(Selected excerpt begins)
Several lawsuits have been filed against Big Tech in recent days, including one by President Trump, alleging they have acted as the censorship arm of the Democrats in Washington and therefore fall under the regulations of the First Amendment, which applies to government but not private companies.
Here is the latest apparent proof:
A report in The Federalist explains how the Biden administration now is pressuring tech companies “to punish any COVID dissidents guilty of spreading what they label as ‘misinformation.’”
The report cites Surgeon General Vivek Murthy and his new agenda in a report called “Confronting Health Misinformation.”
In it, he demands that technology companies “crack down” on “misinformation ‘super-spreaders.’”
“Limiting the spread of health misinformation is a moral and civic imperative that will require a whole-of-society effort,” he claimed.
In new report on COVID misinformation, the @Surgeon_General recommends big tech “impose clear consequences for accounts that repeatedly violate platform policies.” t.co/V6h0GP4BcR pic.twitter.com/KItofTn0LO
— Philip Melanchthon Wegmann (@PhilipWegmann) July 15, 2021
Citing Facebook, Twitter, and “other corrupt social media companies” he encouraged them to impose punishment on those who violate “quickly concocted and ever-shifting content policies.”
He called on the companies who redesign their algorithms to make it harder to share information with which the government disagrees.
Murthy, the report said, thinks oversight and regulation should be a priority.
“Platforms should increase staffing of multilingual content moderation teams and improve the effectiveness of machine learning algorithms in languages other than English since non-English-language misinformation continues to proliferate. Platforms should also address misinformation in live streams, which are more difficult to moderate due to their temporary nature and use of audio and video,” he insists.
The Federalist reported, “For at least a year, big tech overlords such as Facebook, Twitter, and YouTube have all used their power to crack down on Americans in the name of curbing ‘misinformation’ about everything from COVID-19 to election fraud, issuing fake news fact checks about content they don’t like. Some platforms may have been forced to slightly ease up on content restrictions after they had to awkwardly backtrack their overeager campaign against the Wuhan lab leak theory, but they’ve doubled down on censoring and subverting claims about the COVID-19 vaccine and side effects it has caused.”
President Trump, in a commentary published recently, said he took the tech companies to court because Congress “illegally deputized” them “as the censorship arm of the U.S. government.”
(Selected excerpt ends)
*About this exercise*.
In the article on Big Tech censorship, what is the title of Surgeon General Vivek Murthy's report?
(Data extract begins)
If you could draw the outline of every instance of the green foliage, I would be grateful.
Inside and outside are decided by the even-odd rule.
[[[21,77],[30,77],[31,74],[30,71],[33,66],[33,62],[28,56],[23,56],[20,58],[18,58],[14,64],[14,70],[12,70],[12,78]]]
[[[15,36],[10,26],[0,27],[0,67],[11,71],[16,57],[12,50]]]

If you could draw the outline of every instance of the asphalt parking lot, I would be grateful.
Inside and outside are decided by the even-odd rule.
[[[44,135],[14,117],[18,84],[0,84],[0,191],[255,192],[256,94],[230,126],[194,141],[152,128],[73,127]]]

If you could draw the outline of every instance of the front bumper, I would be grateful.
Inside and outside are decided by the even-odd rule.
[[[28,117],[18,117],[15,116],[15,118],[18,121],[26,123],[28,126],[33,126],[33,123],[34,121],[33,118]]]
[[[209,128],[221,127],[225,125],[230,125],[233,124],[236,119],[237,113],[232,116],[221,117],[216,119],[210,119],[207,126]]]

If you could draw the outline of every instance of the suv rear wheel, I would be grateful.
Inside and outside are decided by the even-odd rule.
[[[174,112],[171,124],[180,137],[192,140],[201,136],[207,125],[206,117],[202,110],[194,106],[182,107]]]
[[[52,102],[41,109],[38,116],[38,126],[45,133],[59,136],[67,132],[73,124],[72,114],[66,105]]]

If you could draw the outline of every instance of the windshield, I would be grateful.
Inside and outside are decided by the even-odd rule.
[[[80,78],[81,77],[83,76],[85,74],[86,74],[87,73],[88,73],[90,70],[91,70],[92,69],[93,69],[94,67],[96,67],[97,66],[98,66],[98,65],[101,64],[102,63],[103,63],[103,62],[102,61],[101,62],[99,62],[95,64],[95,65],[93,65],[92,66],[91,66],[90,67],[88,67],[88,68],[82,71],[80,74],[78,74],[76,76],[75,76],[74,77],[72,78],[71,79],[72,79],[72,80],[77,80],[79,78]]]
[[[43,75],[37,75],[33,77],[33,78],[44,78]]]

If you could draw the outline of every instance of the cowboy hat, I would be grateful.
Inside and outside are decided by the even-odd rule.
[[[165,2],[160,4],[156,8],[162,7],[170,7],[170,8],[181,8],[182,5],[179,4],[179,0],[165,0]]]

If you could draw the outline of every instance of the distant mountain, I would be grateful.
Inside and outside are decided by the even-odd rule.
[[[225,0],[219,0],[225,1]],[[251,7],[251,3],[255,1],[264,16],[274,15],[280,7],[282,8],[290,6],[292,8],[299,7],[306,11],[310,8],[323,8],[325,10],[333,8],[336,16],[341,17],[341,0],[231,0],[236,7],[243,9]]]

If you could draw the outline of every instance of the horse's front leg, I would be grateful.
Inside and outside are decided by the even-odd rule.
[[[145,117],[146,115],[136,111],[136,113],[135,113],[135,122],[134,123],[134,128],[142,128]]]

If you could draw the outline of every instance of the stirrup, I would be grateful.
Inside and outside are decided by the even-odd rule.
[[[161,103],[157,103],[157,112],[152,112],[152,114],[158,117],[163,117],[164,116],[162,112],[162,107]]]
(Data extract ends)
*Response for this exercise*.
"Confronting Health Misinformation."